What to work on ▸ Copy the records below exactly as they are written.

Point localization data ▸

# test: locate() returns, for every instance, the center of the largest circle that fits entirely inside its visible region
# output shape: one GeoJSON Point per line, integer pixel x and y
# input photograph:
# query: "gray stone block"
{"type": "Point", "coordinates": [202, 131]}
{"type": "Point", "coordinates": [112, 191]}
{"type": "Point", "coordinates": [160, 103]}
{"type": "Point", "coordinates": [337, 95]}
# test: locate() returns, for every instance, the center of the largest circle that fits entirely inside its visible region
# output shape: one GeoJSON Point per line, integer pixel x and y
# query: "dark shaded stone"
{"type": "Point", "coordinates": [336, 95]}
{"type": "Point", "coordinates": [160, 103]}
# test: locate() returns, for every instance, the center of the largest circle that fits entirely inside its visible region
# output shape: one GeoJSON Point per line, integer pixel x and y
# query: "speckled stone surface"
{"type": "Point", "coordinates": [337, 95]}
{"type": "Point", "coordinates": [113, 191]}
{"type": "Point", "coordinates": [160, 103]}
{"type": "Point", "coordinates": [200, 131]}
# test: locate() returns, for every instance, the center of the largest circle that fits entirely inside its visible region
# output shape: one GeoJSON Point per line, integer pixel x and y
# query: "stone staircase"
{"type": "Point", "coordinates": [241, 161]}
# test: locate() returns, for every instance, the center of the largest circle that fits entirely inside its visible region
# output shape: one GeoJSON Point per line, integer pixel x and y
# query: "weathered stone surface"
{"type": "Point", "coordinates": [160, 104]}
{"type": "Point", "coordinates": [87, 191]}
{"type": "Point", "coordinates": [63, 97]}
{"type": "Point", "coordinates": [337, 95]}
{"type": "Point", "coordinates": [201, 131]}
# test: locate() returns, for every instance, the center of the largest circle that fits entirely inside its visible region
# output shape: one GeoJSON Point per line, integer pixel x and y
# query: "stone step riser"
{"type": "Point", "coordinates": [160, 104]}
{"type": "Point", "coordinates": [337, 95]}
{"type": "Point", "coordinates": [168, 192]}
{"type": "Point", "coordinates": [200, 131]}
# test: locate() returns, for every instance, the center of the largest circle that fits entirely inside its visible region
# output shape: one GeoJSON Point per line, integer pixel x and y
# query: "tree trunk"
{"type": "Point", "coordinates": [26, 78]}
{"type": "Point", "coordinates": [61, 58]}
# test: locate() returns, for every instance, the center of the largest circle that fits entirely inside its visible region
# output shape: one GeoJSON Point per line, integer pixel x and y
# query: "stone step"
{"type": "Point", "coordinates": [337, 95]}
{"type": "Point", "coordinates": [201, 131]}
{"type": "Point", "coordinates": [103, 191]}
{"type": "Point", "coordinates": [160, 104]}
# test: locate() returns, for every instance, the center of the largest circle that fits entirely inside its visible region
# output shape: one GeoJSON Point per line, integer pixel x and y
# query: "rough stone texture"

Answer ▸
# test: locate() returns, for every instance, the center of the largest circle that fits entirely inside its visible region
# output shape: one GeoJSON Point per line, integer pixel x and y
# input photograph:
# query: "gray stone block"
{"type": "Point", "coordinates": [202, 131]}
{"type": "Point", "coordinates": [112, 191]}
{"type": "Point", "coordinates": [160, 103]}
{"type": "Point", "coordinates": [337, 95]}
# test: locate() returns, for every instance, the center of the largest circle that fits entirely inside its visible region
# output shape: one GeoJSON Point per line, integer pixel x and y
# query: "dark shaded stone"
{"type": "Point", "coordinates": [336, 95]}
{"type": "Point", "coordinates": [160, 103]}
# test: locate() returns, for every instance, the center of the largest circle that fits entirely inside its visible region
# output shape: one GeoJSON Point per line, integer pixel x and y
# query: "speckled stone surface"
{"type": "Point", "coordinates": [337, 95]}
{"type": "Point", "coordinates": [113, 191]}
{"type": "Point", "coordinates": [160, 103]}
{"type": "Point", "coordinates": [200, 131]}
# test: locate() returns, for every instance, the center of the largest circle that fits entirely inside its visible region
# output shape: one GeoJSON Point per line, integer pixel x and y
# query: "stone staircase"
{"type": "Point", "coordinates": [241, 161]}
# test: locate() returns, for every instance, the center of the largest circle that fits entirely inside its visible region
# output shape: one GeoJSON Point per line, integer pixel x and y
# query: "weathered stone surface"
{"type": "Point", "coordinates": [160, 104]}
{"type": "Point", "coordinates": [87, 191]}
{"type": "Point", "coordinates": [63, 97]}
{"type": "Point", "coordinates": [337, 95]}
{"type": "Point", "coordinates": [201, 131]}
# test: locate() returns, for every instance, the center of the largest circle that fits entirely inside its visible region
# output shape: one GeoJSON Point per line, integer pixel x and y
# query: "stone step riser"
{"type": "Point", "coordinates": [160, 104]}
{"type": "Point", "coordinates": [337, 95]}
{"type": "Point", "coordinates": [168, 192]}
{"type": "Point", "coordinates": [200, 131]}
# test: locate() returns, for every instance, the center of the largest circle that fits entirely inside its visible region
# output shape: one GeoJSON Point per line, integer pixel x and y
# query: "tree trunk"
{"type": "Point", "coordinates": [26, 78]}
{"type": "Point", "coordinates": [61, 58]}
# test: locate() returns, for every instance, the center of the largest circle that fits entirely inside its visible region
# output shape: one GeoJSON Point per line, integer pixel x and y
# query: "stone step"
{"type": "Point", "coordinates": [337, 95]}
{"type": "Point", "coordinates": [201, 131]}
{"type": "Point", "coordinates": [103, 191]}
{"type": "Point", "coordinates": [160, 104]}
# test: locate() returns, for every instance, the center of the largest circle that fits entirely inside its visible region
# output shape: one GeoJSON Point per line, integer pixel x and y
# query: "rough stone texture"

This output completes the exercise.